Exercise objective: Where a line in the listing below contains the word "outlet", copy that line.

"""

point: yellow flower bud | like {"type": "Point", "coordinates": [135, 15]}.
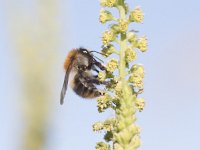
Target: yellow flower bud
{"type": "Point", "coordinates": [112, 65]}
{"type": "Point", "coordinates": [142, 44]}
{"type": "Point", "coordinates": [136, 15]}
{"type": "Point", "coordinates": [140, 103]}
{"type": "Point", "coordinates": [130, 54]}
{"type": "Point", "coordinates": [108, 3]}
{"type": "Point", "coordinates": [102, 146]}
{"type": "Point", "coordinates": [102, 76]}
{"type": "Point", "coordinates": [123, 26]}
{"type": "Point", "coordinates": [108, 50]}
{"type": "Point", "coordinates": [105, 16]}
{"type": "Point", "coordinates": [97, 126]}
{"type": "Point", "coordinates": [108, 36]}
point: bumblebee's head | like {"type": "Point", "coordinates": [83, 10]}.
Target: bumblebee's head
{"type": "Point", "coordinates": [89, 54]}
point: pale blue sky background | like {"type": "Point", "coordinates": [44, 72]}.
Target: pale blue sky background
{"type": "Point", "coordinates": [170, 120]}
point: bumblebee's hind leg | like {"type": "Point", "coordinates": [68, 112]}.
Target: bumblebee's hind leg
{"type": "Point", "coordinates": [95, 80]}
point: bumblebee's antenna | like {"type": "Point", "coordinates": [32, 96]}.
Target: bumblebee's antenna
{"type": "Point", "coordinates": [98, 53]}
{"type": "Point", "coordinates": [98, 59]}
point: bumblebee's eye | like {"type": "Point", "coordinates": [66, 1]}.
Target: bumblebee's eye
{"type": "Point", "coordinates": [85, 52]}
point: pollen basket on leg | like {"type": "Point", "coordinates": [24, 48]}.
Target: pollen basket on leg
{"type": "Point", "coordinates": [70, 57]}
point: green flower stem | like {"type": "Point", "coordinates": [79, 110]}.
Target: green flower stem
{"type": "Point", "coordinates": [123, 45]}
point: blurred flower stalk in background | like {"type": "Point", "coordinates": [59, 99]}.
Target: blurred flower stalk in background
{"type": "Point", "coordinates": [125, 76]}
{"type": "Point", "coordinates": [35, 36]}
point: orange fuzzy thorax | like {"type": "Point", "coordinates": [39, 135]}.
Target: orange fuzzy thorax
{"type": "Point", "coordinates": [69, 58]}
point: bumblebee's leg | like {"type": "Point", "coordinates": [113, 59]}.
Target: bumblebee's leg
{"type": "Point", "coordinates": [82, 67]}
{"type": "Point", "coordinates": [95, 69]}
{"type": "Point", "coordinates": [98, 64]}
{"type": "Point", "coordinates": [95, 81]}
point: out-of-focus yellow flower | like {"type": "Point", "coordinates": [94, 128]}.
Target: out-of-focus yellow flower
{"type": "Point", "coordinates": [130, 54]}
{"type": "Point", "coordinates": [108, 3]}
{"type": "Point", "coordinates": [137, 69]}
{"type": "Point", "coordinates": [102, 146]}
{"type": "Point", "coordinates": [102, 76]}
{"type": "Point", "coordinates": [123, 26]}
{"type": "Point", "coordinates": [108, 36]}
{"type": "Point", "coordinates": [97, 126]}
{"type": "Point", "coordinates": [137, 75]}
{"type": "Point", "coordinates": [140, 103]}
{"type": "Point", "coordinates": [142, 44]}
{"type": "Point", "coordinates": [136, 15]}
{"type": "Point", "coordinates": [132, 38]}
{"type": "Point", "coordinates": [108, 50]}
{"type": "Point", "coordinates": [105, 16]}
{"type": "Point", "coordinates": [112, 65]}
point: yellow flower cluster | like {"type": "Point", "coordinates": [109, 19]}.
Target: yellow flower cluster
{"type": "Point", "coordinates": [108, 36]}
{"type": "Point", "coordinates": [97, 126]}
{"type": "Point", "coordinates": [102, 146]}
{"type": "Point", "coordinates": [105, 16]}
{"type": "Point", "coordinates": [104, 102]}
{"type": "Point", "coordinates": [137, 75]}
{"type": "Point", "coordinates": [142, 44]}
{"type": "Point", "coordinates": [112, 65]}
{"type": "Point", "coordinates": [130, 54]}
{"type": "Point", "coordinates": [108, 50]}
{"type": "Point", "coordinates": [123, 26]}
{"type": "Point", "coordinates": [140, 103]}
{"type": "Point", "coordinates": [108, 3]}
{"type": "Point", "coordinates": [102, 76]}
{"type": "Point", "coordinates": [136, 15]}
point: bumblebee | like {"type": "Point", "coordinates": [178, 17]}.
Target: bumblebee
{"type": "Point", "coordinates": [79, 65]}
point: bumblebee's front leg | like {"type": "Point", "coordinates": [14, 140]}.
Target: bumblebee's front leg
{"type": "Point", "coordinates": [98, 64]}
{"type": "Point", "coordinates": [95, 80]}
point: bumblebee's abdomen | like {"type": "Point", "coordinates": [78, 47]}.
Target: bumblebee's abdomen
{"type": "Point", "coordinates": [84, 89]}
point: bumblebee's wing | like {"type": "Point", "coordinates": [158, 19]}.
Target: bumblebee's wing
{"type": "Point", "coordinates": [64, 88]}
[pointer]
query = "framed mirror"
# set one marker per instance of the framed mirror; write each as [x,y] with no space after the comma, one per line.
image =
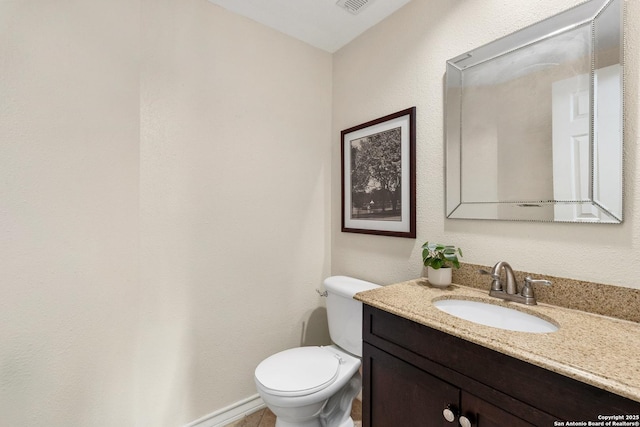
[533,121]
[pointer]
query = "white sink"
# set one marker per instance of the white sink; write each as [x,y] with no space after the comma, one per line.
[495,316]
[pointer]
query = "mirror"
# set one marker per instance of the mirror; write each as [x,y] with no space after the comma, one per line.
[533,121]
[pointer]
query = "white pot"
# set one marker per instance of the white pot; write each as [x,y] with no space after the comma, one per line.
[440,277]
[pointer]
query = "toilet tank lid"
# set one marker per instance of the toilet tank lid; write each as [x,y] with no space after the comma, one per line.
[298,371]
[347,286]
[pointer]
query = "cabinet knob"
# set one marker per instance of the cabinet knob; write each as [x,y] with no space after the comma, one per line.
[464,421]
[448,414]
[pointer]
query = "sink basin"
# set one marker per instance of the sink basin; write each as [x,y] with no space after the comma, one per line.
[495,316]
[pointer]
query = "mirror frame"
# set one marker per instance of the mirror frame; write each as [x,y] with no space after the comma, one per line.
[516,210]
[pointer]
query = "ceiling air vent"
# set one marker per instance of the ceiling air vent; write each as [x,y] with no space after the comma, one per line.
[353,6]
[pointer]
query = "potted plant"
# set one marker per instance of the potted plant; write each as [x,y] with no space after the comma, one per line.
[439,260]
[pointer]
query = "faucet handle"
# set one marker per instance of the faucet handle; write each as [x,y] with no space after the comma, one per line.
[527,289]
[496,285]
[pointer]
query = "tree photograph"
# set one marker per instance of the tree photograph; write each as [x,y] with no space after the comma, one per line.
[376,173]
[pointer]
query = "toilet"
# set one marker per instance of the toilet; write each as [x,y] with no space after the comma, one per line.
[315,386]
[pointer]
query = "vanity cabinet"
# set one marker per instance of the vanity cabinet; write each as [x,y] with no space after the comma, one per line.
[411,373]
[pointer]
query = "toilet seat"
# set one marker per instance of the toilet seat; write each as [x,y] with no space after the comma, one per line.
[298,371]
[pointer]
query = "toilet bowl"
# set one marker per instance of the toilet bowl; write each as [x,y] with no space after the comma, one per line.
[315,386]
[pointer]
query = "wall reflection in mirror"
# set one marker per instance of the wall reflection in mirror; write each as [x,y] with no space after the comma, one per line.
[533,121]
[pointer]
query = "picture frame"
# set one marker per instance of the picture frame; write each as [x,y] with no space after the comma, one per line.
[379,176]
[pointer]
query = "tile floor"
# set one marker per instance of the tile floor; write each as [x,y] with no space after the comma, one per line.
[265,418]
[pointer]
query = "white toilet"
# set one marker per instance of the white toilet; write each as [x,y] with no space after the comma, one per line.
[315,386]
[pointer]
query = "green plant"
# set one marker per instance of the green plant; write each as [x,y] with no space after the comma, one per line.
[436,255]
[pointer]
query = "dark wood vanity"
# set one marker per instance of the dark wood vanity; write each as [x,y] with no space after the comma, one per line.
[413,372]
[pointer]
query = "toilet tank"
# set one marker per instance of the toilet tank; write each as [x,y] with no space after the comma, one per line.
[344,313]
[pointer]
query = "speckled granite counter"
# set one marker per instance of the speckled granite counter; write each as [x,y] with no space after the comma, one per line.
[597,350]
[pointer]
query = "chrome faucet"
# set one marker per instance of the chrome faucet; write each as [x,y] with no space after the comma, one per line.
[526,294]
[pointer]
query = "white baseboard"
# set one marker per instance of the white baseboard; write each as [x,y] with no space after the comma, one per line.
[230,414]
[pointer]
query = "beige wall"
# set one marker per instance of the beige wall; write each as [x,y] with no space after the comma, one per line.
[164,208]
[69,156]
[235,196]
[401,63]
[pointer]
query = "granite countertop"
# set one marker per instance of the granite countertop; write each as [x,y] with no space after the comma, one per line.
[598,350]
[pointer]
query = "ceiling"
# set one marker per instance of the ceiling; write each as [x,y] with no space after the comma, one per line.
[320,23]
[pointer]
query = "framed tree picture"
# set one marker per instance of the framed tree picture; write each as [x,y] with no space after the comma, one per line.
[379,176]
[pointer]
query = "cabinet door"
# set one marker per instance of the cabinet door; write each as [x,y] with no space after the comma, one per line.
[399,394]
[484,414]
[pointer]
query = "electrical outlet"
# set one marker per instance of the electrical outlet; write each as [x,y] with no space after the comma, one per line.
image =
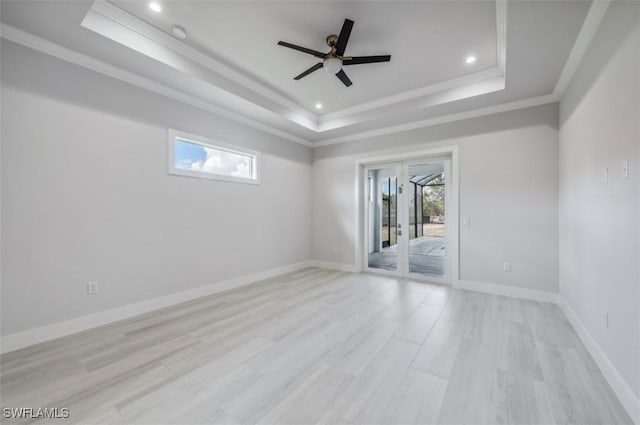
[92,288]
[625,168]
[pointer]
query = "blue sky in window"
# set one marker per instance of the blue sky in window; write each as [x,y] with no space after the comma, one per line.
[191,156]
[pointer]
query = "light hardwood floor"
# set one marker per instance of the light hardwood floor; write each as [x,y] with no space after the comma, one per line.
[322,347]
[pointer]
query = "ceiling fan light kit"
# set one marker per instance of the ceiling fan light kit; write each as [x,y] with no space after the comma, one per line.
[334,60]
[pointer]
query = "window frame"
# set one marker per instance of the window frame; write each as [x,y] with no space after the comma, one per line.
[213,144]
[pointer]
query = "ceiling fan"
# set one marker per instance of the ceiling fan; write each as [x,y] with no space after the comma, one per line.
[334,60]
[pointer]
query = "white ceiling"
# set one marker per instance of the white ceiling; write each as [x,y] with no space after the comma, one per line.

"""

Result:
query = "electrical outlet"
# set one marker per instance of the electrical outlet; write each as [x,y] with no space after the comma, one per line.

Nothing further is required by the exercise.